▶ **Problem statement**
Recast every line of the entries below as a JSON list of strings, one string per line, and skip any blank lines. Leave the pictures out of your answer.

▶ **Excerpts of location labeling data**
-----

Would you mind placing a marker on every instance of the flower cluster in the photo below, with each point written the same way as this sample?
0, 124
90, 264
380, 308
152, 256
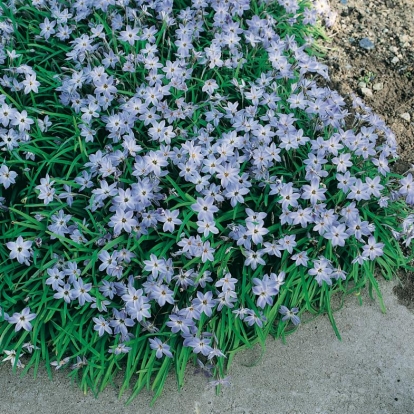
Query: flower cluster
192, 167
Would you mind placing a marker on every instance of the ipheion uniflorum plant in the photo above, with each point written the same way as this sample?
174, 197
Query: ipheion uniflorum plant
177, 182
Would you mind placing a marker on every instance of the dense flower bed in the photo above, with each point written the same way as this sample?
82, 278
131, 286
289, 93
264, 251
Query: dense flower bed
177, 181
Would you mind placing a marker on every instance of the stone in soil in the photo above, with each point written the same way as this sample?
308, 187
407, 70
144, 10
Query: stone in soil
365, 43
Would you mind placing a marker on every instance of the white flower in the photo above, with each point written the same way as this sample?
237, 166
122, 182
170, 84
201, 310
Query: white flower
20, 250
22, 320
31, 84
7, 177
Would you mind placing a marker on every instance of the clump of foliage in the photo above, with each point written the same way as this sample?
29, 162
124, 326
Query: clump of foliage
177, 183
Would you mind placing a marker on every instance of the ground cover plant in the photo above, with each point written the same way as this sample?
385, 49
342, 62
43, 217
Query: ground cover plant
177, 182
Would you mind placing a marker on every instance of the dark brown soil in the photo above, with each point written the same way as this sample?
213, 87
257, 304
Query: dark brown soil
383, 76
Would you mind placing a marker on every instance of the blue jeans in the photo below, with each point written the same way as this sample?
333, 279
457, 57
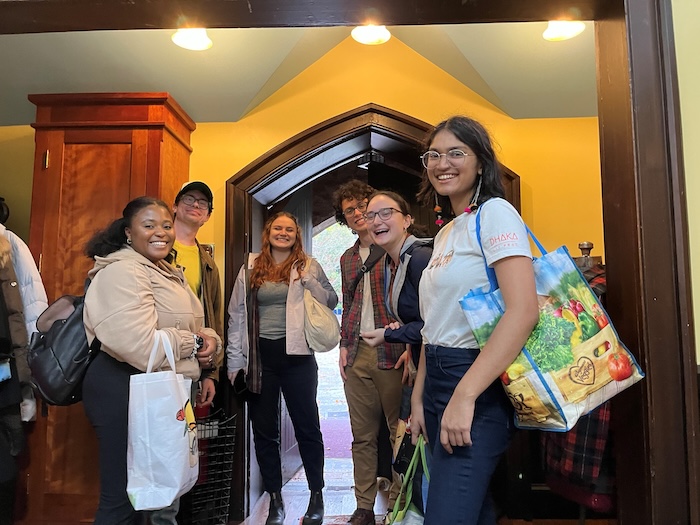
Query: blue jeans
458, 493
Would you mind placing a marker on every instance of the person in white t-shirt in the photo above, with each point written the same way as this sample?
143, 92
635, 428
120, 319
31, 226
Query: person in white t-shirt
458, 403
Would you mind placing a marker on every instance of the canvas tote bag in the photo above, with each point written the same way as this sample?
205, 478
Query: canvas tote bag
573, 360
321, 327
162, 455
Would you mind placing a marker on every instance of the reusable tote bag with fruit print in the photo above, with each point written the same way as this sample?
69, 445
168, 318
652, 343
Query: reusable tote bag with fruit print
573, 361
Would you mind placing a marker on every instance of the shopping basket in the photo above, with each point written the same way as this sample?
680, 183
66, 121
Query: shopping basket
208, 501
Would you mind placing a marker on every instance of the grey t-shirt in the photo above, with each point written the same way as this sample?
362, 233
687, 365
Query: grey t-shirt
272, 308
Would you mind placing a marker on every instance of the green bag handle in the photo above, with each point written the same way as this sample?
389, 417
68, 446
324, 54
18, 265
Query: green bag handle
398, 512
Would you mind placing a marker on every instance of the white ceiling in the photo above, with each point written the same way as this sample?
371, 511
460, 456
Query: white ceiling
510, 65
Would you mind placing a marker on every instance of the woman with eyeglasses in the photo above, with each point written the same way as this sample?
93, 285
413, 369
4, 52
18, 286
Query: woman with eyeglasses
389, 220
457, 402
266, 340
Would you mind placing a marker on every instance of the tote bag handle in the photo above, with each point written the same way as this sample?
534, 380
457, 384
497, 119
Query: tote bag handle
490, 272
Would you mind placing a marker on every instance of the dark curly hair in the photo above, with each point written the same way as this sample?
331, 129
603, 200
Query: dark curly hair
113, 237
355, 189
474, 135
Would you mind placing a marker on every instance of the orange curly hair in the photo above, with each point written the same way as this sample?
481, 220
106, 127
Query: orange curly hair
265, 268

-----

▶ **The output**
[
  "Would you mind placing a marker on every instance of the flower cluster in the photo below, with each point written the same way as this sample?",
  "0, 124",
  "90, 264",
  "380, 308",
  "152, 256",
  "Query: flower cluster",
  "192, 167",
  "Would you mind placing a marker on every instance of the ipheion uniflorum plant in the photo above, with each point written the same way as this sample?",
  "174, 197",
  "Query: ipheion uniflorum plant",
  "177, 182",
  "Would you mind placing a marker on every instance of the dense flower bed in the photo above, with each point written the same way as this sample?",
  "82, 278",
  "131, 286",
  "289, 93",
  "264, 251",
  "Query: dense flower bed",
  "177, 181",
  "Would you mind placing a marker on every instance of the stone in soil in the photo above, with each point written the same way as this sample?",
  "308, 187",
  "407, 70",
  "144, 10",
  "Query: stone in soil",
  "365, 43",
  "Would you mind placing a marker on every instance of the white flower in the photo above, with each point written the same way as this sample?",
  "237, 166",
  "122, 182",
  "170, 84",
  "201, 310",
  "Query: white flower",
  "20, 250",
  "22, 320",
  "31, 84",
  "7, 177",
  "Would you mind placing a marker on every instance of the clump of foliage in the photo above, with each point written the same way as this sample?",
  "29, 162",
  "124, 326",
  "Query: clump of foliage",
  "177, 183",
  "Would you mind placing a marker on every instance of the ground cover plant in the photo above, with each point written the same way as this sample?",
  "385, 49",
  "342, 62",
  "43, 217",
  "Query: ground cover plant",
  "177, 182",
  "Would you mind placing a marker on every instance of the dark brown soil in the photo above, with each point written the same way as this sample?",
  "213, 87",
  "257, 304",
  "Query: dark brown soil",
  "383, 76",
  "Would you mind placing a marker on every instance of the blue jeans in the photo below, with each point written the same way as this sample?",
  "333, 279",
  "457, 57",
  "Query: blue jeans",
  "458, 493",
  "Would you mind placing a marker on every instance of the person in white t-shirt in the photo above, with each point written the same way as this sample?",
  "143, 92",
  "635, 428",
  "120, 319",
  "31, 226",
  "Query: person in white t-shirt",
  "458, 403",
  "Would you mind placing a marker on every instance of the canvas tote bag in the photo above, with each point written the same way as this sample?",
  "205, 478",
  "Query: canvas tote bag",
  "573, 360",
  "321, 327",
  "162, 455",
  "Would you mind placing a marker on every instance of the reusable tote bag with fruit print in the photo above, with each point written the same way as this sample?",
  "69, 445",
  "168, 318",
  "652, 343",
  "Query: reusable tote bag with fruit print",
  "573, 361",
  "Would you mind placing a marker on every instance of the shopping basket in the photo above, with each point written the same way as this sample?",
  "680, 183",
  "66, 121",
  "Query: shopping basket",
  "208, 501",
  "Would you mind placing a marker on every instance of the grey t-shirt in the photo above, with each point written the same way as this sample?",
  "362, 233",
  "687, 365",
  "Query: grey t-shirt",
  "272, 308",
  "Would you mind placing a marker on every instance of the green bag handle in the photo above, with each point written the same way as this sample?",
  "389, 417",
  "68, 446",
  "324, 54",
  "18, 265",
  "Query: green bag handle",
  "398, 512",
  "Would you mind placing a marker on every instance of the white ceiling in the photo above, with each point written the same way as this sample?",
  "371, 511",
  "460, 456",
  "Query: white ceiling",
  "510, 65",
  "Would you mind placing a marker on every instance of the woman with eyeglasses in the photo above, with each point written the same way as this sample?",
  "93, 285",
  "413, 369",
  "4, 52",
  "18, 286",
  "Query: woman with eyeglasses",
  "389, 220",
  "457, 402",
  "266, 340",
  "Would you mind placing a marker on every instance of the tote bag handle in the photo above, with each point written the same way as this sample?",
  "534, 380",
  "457, 384",
  "497, 119",
  "Query: tote bag handle",
  "490, 272",
  "Would you mind placing a marker on every instance of the dark curly hair in the photo above, with each point written the same way as this sample?",
  "331, 129",
  "603, 200",
  "Query: dark curly hair",
  "113, 237",
  "355, 189",
  "474, 135",
  "Would you mind placing a marker on every instance of the orange curly hair in the photo above, with each point written the same way as this sample?",
  "481, 220",
  "106, 127",
  "Query: orange curly hair",
  "265, 268"
]